WHAT THE TASK REQUIRES: Reproduce nothing but the closing run of lines: the line with "Target: framed photographic print" and each line that follows it to the end of the data.
++++ RECORDS TO USE ++++
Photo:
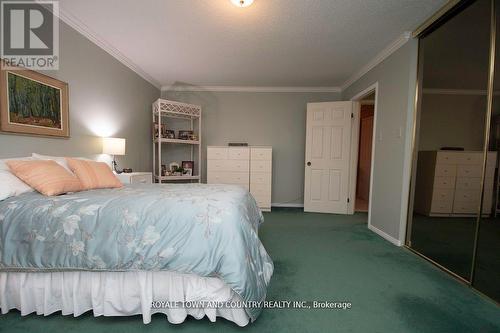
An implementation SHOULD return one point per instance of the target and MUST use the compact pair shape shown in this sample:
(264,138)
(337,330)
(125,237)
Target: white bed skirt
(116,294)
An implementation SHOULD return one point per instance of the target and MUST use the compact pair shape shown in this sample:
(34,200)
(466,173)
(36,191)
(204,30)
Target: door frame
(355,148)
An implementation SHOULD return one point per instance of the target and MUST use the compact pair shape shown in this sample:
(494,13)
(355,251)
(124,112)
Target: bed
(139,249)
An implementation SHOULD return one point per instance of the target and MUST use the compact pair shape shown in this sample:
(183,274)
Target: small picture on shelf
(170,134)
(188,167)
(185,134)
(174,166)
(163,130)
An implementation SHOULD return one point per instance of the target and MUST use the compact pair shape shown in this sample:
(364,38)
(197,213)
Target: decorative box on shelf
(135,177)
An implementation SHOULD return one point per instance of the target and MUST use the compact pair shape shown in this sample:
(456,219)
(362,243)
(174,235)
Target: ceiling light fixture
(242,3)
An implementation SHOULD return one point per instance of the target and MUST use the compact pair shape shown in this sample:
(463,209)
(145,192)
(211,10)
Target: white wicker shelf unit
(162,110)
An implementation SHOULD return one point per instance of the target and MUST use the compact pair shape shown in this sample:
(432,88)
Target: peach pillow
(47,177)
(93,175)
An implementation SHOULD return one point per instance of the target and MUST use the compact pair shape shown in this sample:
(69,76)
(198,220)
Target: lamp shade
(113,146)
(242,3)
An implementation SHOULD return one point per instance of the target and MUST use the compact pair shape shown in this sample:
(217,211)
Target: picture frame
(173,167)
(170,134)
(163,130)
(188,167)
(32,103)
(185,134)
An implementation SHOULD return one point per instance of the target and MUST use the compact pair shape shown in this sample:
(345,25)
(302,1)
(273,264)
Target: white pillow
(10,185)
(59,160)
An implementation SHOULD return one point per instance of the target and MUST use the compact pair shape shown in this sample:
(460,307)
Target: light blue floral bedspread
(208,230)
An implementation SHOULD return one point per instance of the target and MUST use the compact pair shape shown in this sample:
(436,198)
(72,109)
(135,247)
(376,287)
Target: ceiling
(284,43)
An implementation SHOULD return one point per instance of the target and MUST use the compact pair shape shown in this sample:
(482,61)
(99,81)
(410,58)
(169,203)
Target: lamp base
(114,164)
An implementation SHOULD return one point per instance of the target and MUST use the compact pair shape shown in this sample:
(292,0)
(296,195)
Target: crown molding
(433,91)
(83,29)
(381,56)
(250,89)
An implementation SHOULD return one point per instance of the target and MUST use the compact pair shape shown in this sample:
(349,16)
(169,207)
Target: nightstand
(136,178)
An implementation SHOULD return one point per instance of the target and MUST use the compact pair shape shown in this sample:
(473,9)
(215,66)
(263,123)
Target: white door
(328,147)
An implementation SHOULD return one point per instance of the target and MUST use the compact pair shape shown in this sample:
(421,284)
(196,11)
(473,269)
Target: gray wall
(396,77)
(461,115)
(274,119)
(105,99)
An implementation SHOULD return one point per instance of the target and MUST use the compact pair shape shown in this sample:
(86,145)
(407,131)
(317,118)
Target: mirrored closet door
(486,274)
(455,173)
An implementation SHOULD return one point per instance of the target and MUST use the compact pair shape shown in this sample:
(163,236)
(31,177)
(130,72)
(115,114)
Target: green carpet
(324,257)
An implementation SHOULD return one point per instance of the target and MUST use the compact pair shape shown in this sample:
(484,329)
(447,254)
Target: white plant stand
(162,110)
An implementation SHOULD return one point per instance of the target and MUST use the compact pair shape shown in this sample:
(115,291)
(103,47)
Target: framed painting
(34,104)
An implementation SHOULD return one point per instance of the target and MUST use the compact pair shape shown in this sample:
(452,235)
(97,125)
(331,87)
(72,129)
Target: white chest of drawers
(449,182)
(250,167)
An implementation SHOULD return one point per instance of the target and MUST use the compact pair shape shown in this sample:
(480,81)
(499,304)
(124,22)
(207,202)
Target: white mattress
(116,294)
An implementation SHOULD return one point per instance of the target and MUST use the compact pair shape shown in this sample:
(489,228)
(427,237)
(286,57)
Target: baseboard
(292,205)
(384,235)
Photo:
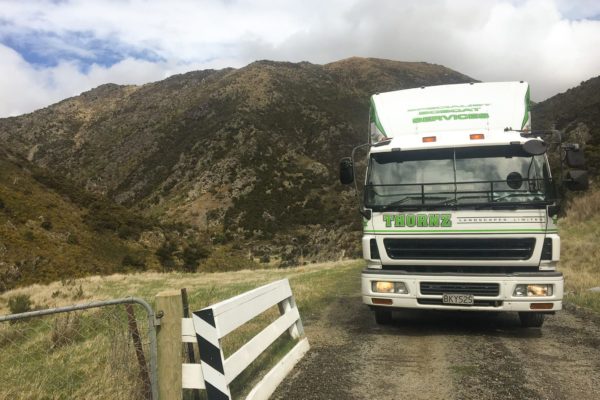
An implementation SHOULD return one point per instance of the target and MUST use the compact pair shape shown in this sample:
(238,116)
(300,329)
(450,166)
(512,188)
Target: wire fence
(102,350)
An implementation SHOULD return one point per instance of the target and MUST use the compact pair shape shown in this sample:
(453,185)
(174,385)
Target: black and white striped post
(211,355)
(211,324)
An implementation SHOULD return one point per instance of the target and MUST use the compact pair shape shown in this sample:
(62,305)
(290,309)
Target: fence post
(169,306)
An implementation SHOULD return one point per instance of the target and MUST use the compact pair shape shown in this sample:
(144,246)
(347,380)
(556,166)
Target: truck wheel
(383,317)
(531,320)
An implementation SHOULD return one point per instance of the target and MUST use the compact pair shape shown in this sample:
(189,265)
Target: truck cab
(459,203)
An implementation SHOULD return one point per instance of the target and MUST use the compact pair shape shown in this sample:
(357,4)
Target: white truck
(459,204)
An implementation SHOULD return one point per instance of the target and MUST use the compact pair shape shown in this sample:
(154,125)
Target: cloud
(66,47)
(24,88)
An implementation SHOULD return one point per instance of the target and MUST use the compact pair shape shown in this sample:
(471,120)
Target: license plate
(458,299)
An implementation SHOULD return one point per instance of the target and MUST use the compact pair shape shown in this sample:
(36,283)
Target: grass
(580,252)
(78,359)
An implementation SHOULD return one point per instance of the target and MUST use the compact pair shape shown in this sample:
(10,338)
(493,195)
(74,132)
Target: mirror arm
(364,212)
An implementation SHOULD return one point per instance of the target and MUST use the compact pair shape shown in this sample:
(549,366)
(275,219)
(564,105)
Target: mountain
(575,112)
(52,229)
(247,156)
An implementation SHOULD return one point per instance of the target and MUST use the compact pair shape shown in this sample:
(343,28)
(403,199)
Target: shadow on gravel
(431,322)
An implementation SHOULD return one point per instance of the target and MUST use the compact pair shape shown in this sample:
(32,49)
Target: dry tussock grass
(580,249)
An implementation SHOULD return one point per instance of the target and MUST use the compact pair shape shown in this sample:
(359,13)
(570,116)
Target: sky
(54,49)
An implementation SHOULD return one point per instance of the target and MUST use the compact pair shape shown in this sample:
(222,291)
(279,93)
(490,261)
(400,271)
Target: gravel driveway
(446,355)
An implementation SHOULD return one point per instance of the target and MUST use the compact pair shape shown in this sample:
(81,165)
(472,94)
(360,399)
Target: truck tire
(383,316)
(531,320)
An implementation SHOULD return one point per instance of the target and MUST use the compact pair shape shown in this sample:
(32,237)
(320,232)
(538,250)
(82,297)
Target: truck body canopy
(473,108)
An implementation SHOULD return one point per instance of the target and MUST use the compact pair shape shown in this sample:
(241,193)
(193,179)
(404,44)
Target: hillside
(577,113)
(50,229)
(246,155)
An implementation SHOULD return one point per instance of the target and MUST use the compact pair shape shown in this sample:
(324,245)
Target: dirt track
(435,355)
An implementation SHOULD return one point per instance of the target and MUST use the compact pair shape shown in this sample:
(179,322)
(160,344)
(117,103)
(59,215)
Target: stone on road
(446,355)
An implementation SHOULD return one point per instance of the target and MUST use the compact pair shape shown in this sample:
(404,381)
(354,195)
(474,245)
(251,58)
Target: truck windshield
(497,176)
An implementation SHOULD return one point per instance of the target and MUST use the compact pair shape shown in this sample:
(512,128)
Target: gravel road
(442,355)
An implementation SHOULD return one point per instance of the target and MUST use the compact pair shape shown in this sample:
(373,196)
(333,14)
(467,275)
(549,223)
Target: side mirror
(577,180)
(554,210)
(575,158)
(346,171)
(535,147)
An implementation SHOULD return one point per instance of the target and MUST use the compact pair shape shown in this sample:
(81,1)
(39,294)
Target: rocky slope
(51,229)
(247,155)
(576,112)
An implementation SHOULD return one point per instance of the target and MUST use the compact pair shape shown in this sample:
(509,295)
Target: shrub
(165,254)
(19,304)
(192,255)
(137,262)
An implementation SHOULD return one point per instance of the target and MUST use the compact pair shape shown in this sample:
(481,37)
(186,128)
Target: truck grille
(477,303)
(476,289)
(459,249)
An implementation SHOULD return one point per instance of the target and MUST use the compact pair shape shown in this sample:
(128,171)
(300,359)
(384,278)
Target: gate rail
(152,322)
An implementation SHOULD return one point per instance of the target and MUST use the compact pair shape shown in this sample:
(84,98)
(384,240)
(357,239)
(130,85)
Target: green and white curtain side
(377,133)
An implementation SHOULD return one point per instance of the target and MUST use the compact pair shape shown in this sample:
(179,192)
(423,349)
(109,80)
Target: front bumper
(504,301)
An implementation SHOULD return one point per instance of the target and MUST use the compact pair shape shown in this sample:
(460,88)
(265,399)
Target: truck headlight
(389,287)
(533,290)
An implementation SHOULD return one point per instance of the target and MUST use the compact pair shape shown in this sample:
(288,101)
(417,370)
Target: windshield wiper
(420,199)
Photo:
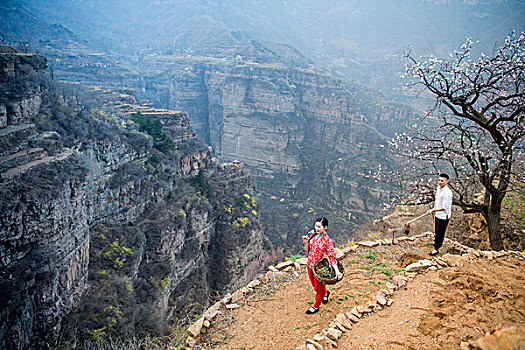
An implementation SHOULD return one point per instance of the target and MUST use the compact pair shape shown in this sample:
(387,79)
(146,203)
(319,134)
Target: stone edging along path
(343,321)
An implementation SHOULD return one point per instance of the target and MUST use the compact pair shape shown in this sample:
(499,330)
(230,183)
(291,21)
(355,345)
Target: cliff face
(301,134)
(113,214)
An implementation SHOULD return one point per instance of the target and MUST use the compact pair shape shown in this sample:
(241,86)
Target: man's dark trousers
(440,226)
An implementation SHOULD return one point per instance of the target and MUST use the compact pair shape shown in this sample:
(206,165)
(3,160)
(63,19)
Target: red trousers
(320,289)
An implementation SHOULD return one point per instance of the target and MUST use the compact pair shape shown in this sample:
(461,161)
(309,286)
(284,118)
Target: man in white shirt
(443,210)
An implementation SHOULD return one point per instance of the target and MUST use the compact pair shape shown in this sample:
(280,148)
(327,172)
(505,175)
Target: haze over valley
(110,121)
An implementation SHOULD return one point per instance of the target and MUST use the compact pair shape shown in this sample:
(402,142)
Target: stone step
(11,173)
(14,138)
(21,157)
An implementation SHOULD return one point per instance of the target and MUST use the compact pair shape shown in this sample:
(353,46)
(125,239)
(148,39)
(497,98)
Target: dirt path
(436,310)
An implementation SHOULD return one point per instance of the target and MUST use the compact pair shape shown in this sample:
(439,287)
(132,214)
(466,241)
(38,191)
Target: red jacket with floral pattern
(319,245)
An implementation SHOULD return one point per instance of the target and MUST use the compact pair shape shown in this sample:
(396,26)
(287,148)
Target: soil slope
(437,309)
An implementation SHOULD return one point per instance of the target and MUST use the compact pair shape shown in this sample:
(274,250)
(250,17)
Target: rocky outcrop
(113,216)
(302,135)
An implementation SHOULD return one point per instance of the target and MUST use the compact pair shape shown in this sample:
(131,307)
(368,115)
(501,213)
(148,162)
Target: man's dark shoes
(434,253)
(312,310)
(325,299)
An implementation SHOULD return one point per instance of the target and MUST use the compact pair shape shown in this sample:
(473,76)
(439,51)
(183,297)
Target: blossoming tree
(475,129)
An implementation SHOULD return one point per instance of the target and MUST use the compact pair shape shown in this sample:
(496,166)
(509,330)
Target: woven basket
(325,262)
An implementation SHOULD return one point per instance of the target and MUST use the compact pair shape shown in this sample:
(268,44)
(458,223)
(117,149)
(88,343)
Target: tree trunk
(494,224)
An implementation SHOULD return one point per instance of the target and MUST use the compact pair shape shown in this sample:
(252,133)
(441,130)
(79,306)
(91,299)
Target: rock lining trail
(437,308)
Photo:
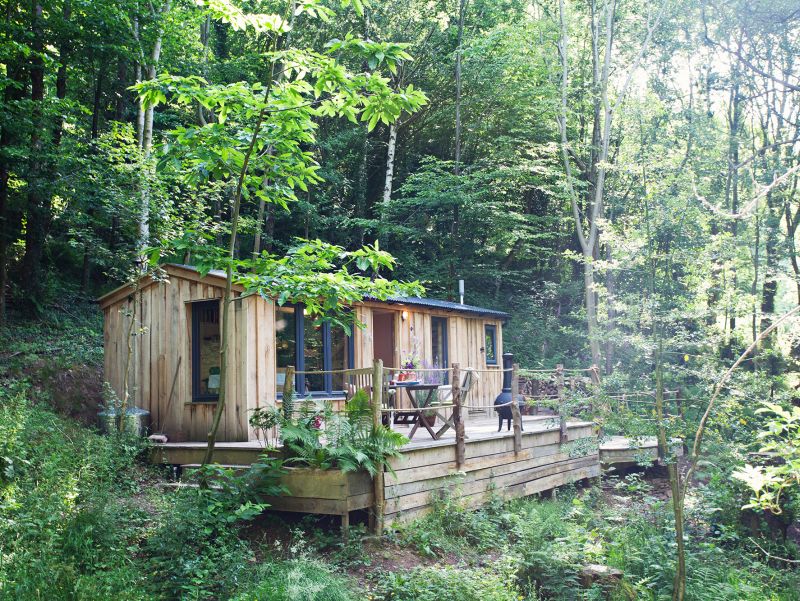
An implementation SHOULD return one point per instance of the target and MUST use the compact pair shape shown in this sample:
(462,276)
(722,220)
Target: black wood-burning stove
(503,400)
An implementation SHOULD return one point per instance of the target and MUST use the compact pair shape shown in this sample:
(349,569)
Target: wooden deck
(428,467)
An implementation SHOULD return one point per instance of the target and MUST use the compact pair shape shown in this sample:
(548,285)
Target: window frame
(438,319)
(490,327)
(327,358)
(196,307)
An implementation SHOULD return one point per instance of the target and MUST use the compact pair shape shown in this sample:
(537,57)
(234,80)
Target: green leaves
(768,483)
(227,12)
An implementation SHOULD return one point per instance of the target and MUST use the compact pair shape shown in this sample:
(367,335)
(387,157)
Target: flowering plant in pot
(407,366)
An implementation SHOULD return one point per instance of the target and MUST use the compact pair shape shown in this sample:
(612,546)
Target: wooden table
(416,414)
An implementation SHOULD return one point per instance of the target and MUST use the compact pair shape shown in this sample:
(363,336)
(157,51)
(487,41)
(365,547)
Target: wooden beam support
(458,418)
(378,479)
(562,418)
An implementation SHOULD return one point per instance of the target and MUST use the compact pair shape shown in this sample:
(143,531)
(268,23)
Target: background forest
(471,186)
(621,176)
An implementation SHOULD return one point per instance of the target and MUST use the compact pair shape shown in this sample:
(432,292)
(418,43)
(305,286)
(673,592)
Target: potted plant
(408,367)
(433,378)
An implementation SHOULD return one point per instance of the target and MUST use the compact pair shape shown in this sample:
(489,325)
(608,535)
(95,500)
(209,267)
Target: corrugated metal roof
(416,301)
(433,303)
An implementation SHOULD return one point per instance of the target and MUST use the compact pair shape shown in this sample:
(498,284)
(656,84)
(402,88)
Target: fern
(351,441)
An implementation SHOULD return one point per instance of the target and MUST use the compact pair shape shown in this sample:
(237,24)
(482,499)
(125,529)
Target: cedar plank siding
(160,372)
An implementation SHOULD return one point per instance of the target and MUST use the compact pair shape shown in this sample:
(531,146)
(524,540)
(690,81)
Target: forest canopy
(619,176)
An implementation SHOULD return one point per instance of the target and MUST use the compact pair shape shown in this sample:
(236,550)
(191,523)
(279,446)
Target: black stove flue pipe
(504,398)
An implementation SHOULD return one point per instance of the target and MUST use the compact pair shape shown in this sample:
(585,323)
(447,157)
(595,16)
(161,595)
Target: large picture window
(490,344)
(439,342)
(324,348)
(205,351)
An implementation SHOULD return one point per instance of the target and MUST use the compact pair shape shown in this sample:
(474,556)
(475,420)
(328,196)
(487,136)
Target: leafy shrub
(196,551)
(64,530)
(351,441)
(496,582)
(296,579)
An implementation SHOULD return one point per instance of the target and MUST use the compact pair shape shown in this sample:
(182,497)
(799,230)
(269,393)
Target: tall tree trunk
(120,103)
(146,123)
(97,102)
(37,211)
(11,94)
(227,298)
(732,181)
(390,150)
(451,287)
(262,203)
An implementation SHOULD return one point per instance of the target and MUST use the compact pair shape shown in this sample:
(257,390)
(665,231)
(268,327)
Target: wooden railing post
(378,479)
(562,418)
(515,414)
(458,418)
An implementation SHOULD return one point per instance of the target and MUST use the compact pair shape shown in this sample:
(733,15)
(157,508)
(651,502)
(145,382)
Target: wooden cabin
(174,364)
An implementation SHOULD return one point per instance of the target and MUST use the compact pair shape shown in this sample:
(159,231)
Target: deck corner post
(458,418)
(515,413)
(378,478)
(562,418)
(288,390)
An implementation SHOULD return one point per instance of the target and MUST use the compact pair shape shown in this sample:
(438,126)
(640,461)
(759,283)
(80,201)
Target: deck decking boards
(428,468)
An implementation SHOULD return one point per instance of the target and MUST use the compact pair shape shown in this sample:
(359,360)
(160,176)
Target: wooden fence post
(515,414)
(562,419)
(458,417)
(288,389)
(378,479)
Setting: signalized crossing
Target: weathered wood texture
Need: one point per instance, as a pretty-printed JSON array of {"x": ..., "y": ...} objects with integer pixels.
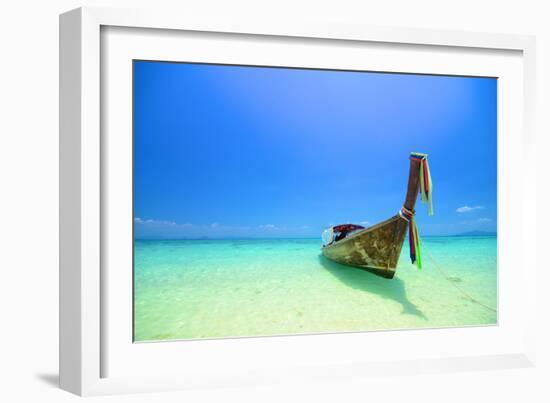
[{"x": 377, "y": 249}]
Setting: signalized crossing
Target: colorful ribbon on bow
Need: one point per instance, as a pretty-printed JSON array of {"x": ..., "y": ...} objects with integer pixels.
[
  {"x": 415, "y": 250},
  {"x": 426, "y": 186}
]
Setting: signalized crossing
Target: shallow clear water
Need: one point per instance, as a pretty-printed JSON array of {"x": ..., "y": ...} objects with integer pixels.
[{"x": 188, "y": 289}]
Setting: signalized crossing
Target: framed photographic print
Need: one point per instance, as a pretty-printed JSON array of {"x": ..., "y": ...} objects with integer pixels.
++++
OUTPUT FOR THIS TASK:
Target: framed photographic print
Need: one point per instance, as a pretty-printed JSON array of {"x": ..., "y": ...} objects with integer pixels.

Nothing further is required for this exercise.